Supplied data:
^^^^^^^^^^^^^^^^

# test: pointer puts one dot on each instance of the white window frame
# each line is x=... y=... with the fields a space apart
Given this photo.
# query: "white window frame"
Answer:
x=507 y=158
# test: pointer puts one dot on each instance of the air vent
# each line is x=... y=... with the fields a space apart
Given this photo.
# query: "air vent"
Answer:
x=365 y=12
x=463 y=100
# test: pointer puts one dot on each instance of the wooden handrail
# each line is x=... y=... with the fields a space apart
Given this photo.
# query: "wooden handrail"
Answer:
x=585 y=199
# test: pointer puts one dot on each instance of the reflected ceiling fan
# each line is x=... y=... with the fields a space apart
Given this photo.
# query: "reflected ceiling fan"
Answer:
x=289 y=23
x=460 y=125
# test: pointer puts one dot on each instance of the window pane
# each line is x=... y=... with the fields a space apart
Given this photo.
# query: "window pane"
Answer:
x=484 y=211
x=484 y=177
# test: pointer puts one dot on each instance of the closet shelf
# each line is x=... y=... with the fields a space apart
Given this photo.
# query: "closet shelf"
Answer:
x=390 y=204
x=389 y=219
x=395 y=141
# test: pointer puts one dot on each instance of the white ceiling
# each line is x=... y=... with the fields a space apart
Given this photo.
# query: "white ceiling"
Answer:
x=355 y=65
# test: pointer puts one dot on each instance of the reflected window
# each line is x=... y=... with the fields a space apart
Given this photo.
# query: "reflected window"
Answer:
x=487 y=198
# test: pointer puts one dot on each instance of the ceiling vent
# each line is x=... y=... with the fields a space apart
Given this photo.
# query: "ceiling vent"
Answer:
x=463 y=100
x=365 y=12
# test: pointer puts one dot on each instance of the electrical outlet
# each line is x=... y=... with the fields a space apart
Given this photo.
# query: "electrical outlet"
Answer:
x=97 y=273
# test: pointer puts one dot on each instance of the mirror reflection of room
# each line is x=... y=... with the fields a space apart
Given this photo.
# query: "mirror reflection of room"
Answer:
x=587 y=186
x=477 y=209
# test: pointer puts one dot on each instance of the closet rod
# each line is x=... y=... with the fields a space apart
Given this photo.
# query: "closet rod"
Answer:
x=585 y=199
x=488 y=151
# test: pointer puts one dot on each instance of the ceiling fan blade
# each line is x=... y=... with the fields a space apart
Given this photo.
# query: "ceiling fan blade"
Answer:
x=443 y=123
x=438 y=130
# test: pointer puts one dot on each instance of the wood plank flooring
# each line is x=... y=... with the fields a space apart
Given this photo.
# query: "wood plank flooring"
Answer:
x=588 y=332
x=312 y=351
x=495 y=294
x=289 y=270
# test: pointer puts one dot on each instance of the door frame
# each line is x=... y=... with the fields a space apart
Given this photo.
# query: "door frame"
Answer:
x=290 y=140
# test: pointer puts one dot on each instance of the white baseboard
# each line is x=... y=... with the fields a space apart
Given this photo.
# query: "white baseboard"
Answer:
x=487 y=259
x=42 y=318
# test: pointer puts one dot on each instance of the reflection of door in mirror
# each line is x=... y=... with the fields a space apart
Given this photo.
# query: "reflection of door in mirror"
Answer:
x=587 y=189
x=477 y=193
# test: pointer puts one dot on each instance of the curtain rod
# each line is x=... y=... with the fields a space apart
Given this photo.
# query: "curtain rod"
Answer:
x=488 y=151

^^^^^^^^^^^^^^^^

Task directions:
Give the listing again. Leave every word as it stands.

Task answer:
# test: pointer puts one dot on each instance of the white window frame
# each line is x=... y=... with the fields a space apart
Given this photo.
# query: "white window frame"
Answer:
x=507 y=158
# test: pointer puts one dot on each instance of the air vent
# each line is x=... y=... with the fields a space apart
Given this photo.
# query: "air vent"
Answer:
x=365 y=12
x=463 y=100
# test: pointer puts one dot on each instance of the wooden handrail
# each line is x=... y=... with the fields a space apart
Given this photo.
# query: "wooden handrail"
Answer:
x=585 y=199
# test: pointer puts one dot on each instance of the reflected ceiling fan
# each line is x=... y=... with the fields a space apart
Given this photo.
# query: "reflected ceiling fan"
Answer:
x=289 y=23
x=460 y=125
# test: pointer puts one dot on each instance of the window pane
# each line is x=... y=... with the fields a space apart
Given this photo.
# query: "window pane"
Answer:
x=484 y=211
x=484 y=177
# test: pointer puts one dot on each instance of the closet shelf
# each line is x=... y=... with the fields a space apart
Given this photo.
# query: "closet shelf"
Answer:
x=390 y=204
x=389 y=219
x=395 y=141
# test: pointer puts one dot on each instance of the white ceiling
# each line is x=... y=... with the fields a space apart
Given this photo.
# query: "white ceiling"
Answer:
x=355 y=65
# test: pointer puts one dot on each instance of the reflected window
# each line is x=... y=... with the fields a space apart
Given this photo.
# query: "reflected window"
Answer:
x=487 y=198
# test: pointer puts one dot on each instance of the ceiling vent
# each line is x=... y=... with the fields a space apart
Given this photo.
# query: "ceiling vent"
Answer:
x=463 y=100
x=365 y=12
# test: pointer puts one dot on each instance of the electrical outlet
# each line is x=... y=... with the fields a space apart
Given this photo.
# query: "electrical outlet"
Answer:
x=97 y=273
# test: pointer puts one dot on each instance of the mirror reflection of room
# each line is x=... y=... with the fields a space apart
Given this photo.
# query: "mirror reflection of room"
Answer:
x=587 y=186
x=477 y=209
# test: pointer puts one dot on each instance of the closet rod
# each line is x=... y=... with the fields a space apart
Given this photo.
# query: "closet rod"
Answer:
x=585 y=199
x=488 y=151
# test: pointer puts one dot on each instance of the ceiling fan blade
# each line is x=... y=... with the fields a space apart
Given this photo.
# query: "ceiling fan blade"
Answer:
x=443 y=123
x=438 y=130
# test: pointer puts one dot on each instance of the wood plank flooring
# each line is x=... y=... with the fields a space apart
Given this photo.
# query: "wood plank flooring"
Answer:
x=588 y=332
x=312 y=351
x=495 y=294
x=289 y=270
# test: pointer puts one dot on each instance of the door frame
# each line is x=... y=... with the fields a space apart
Given this photo.
# query: "door frame"
Answer:
x=290 y=140
# test: pointer puts one dot on each instance of the white baseboard
# each line is x=... y=... with the fields a space apart
Given this photo.
# query: "white baseboard"
Answer:
x=487 y=259
x=42 y=318
# test: pointer puts one dot on each instance of the reflection of door in mirror
# each line is x=... y=... with the fields a space apart
Given this photo.
# query: "reflection of door in mirror"
Answer:
x=587 y=189
x=477 y=193
# test: pointer puts one dot on each instance of the curtain rod
# each line is x=... y=... with the fields a space apart
Given this photo.
# query: "curtain rod"
Answer:
x=488 y=151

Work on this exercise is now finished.